* **EXERCISE REQUIREMENTS**:
Count the lines below that contain the word "evergreen", treating uppercase and lowercase as different, and give only the number.

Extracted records
══════════════════════════════

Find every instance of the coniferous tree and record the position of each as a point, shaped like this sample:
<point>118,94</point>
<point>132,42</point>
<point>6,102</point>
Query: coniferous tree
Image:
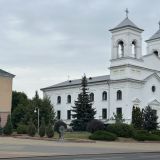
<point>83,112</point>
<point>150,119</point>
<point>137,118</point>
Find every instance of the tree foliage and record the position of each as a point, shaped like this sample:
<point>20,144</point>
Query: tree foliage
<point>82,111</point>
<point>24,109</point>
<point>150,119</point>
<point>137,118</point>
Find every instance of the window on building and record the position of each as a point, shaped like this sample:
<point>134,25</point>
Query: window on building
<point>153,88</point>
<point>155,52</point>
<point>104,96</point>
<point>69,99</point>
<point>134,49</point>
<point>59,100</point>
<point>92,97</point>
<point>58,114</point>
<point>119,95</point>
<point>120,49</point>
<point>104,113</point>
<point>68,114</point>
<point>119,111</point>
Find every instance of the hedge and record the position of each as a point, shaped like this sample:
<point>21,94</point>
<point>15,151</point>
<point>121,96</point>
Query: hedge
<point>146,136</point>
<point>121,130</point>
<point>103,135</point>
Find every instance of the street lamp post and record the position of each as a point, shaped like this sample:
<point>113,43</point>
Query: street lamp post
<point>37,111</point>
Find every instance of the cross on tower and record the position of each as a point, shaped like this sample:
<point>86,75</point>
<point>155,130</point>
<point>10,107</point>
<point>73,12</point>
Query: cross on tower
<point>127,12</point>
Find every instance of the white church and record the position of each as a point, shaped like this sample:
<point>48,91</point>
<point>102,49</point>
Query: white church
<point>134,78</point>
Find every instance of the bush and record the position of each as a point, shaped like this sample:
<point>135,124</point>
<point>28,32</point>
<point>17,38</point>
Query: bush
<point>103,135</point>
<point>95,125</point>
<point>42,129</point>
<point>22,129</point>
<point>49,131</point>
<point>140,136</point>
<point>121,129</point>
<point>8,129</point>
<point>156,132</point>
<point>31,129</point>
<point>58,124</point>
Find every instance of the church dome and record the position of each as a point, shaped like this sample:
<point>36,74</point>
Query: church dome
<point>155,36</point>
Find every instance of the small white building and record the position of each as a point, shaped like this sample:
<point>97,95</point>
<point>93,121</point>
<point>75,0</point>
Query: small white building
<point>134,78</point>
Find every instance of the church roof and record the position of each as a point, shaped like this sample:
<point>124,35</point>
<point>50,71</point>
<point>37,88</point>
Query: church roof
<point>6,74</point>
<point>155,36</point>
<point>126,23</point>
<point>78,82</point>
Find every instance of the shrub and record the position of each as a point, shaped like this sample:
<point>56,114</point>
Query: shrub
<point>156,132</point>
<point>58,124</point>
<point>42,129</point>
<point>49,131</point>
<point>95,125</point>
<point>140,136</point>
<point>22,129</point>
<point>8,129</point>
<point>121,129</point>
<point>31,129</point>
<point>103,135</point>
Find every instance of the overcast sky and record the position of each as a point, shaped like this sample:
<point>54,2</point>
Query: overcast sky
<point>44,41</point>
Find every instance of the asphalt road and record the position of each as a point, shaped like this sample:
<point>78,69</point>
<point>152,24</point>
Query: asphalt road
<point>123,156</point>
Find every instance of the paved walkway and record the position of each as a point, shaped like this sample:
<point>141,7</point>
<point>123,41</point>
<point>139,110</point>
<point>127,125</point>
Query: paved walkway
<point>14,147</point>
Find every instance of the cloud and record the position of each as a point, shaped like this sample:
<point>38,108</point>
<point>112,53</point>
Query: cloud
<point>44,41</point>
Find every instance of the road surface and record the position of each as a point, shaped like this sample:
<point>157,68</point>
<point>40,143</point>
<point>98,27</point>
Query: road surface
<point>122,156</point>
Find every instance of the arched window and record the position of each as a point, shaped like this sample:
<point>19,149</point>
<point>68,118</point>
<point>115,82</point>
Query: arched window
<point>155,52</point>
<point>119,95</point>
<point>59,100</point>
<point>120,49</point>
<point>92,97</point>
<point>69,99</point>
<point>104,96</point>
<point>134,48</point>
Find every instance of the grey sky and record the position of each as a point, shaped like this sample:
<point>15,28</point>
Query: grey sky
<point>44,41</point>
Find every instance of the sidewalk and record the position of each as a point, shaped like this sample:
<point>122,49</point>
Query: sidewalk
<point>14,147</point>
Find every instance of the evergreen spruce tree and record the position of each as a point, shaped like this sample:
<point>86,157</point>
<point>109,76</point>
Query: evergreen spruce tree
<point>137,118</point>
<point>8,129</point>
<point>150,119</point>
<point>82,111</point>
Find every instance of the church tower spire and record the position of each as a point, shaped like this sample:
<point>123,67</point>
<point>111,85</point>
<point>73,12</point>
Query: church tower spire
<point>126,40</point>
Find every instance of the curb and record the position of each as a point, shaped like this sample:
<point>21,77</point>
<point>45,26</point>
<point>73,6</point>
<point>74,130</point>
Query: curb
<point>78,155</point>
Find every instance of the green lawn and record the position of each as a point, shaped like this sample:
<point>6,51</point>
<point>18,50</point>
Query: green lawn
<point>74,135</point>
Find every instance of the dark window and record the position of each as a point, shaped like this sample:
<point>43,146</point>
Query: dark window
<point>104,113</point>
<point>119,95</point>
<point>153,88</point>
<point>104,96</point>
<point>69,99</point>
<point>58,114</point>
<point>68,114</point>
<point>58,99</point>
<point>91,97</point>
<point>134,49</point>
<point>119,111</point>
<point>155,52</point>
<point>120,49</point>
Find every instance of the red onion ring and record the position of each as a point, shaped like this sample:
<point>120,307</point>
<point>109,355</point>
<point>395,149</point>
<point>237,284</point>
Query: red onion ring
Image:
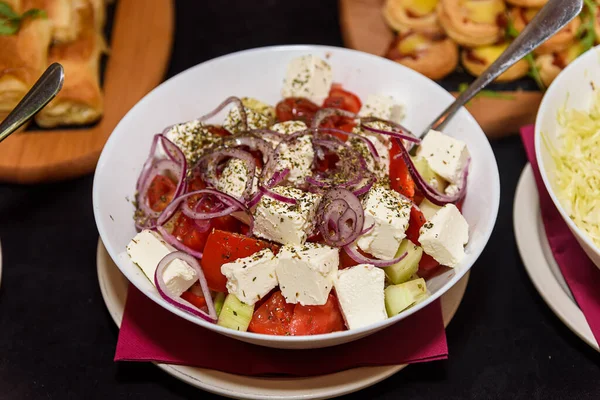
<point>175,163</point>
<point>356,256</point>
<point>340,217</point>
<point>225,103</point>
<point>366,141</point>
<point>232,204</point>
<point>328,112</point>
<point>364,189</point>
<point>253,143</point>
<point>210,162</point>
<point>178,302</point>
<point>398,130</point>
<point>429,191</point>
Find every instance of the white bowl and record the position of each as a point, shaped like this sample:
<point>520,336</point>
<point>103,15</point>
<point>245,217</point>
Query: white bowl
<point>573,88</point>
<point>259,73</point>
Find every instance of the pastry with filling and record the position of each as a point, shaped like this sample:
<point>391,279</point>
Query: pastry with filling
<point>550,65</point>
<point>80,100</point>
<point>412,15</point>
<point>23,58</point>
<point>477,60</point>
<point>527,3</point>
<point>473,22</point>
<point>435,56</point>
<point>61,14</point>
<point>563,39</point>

══════════════════════════════

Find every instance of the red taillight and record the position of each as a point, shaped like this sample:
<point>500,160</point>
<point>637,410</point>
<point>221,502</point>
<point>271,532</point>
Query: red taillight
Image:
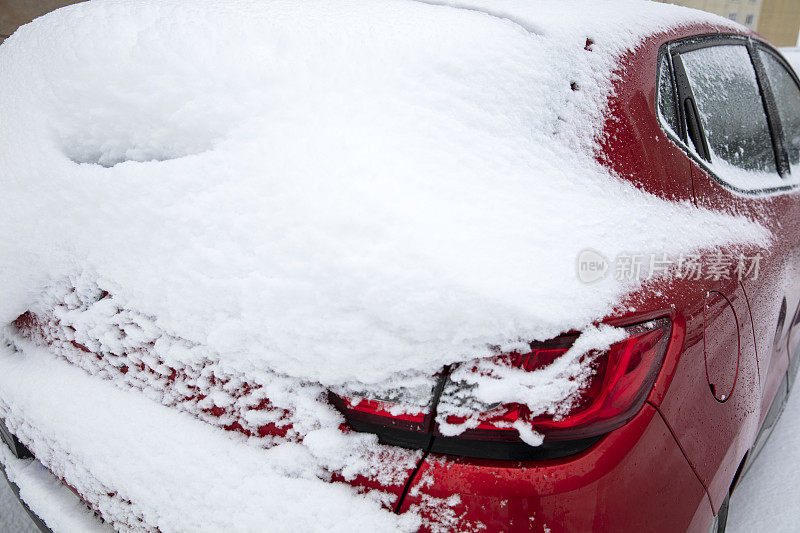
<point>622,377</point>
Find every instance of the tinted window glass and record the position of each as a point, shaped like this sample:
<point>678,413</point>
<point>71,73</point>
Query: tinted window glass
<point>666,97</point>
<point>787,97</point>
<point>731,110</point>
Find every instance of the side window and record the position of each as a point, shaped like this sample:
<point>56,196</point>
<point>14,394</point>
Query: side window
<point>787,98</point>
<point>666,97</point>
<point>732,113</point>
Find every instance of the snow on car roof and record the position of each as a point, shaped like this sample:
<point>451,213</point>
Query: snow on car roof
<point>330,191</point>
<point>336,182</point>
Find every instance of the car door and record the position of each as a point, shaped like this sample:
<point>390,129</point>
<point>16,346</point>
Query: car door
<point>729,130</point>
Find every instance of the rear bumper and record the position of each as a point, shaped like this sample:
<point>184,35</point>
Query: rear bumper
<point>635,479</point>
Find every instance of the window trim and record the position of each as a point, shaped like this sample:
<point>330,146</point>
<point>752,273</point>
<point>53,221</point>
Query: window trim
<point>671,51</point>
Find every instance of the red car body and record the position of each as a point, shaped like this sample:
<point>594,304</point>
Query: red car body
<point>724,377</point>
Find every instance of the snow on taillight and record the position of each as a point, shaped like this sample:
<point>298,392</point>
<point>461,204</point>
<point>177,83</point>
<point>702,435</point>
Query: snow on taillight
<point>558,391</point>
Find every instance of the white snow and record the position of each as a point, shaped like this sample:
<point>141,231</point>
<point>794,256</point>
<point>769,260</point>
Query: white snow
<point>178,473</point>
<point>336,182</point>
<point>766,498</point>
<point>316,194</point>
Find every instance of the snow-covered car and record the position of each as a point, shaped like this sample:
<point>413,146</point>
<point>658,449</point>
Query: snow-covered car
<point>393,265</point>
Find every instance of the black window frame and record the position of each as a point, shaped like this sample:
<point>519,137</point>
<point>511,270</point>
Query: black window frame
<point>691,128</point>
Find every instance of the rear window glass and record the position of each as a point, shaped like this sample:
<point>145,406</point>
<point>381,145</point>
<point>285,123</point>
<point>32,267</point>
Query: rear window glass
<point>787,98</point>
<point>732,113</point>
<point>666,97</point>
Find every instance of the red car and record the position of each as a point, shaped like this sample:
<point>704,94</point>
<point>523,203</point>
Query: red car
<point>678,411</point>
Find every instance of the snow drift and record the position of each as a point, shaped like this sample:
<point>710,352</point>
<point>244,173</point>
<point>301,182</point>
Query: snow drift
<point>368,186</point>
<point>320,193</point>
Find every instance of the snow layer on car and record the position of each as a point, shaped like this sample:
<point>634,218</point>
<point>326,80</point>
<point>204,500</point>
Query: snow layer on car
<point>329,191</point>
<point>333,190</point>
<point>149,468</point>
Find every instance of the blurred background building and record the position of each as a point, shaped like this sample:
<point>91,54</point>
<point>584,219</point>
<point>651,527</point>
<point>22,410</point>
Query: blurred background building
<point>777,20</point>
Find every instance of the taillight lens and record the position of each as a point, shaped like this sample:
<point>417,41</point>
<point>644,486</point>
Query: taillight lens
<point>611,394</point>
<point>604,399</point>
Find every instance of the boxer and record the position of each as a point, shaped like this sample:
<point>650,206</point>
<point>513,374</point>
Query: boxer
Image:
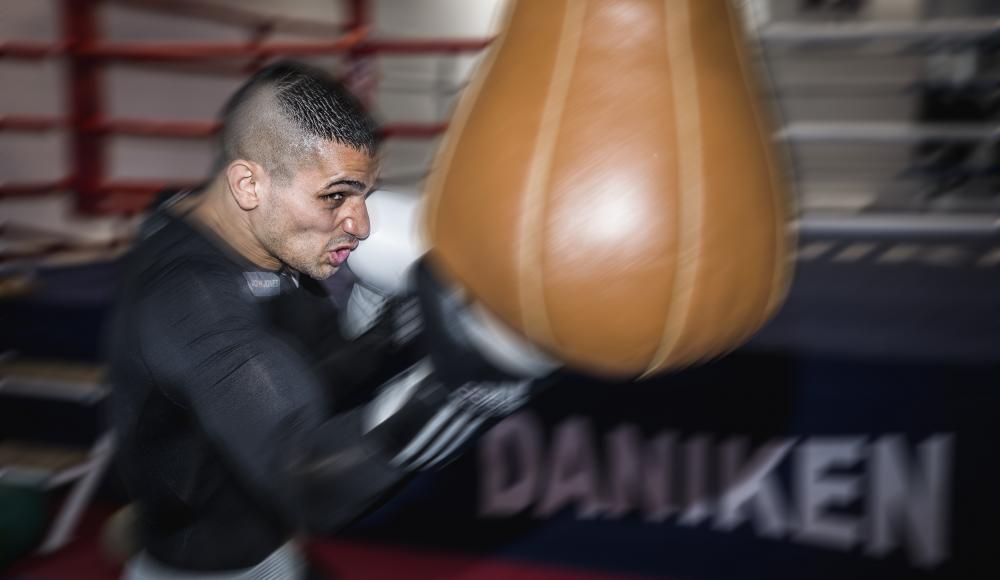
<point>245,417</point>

══════════════════════════════

* **ANSWER TO THE TASK**:
2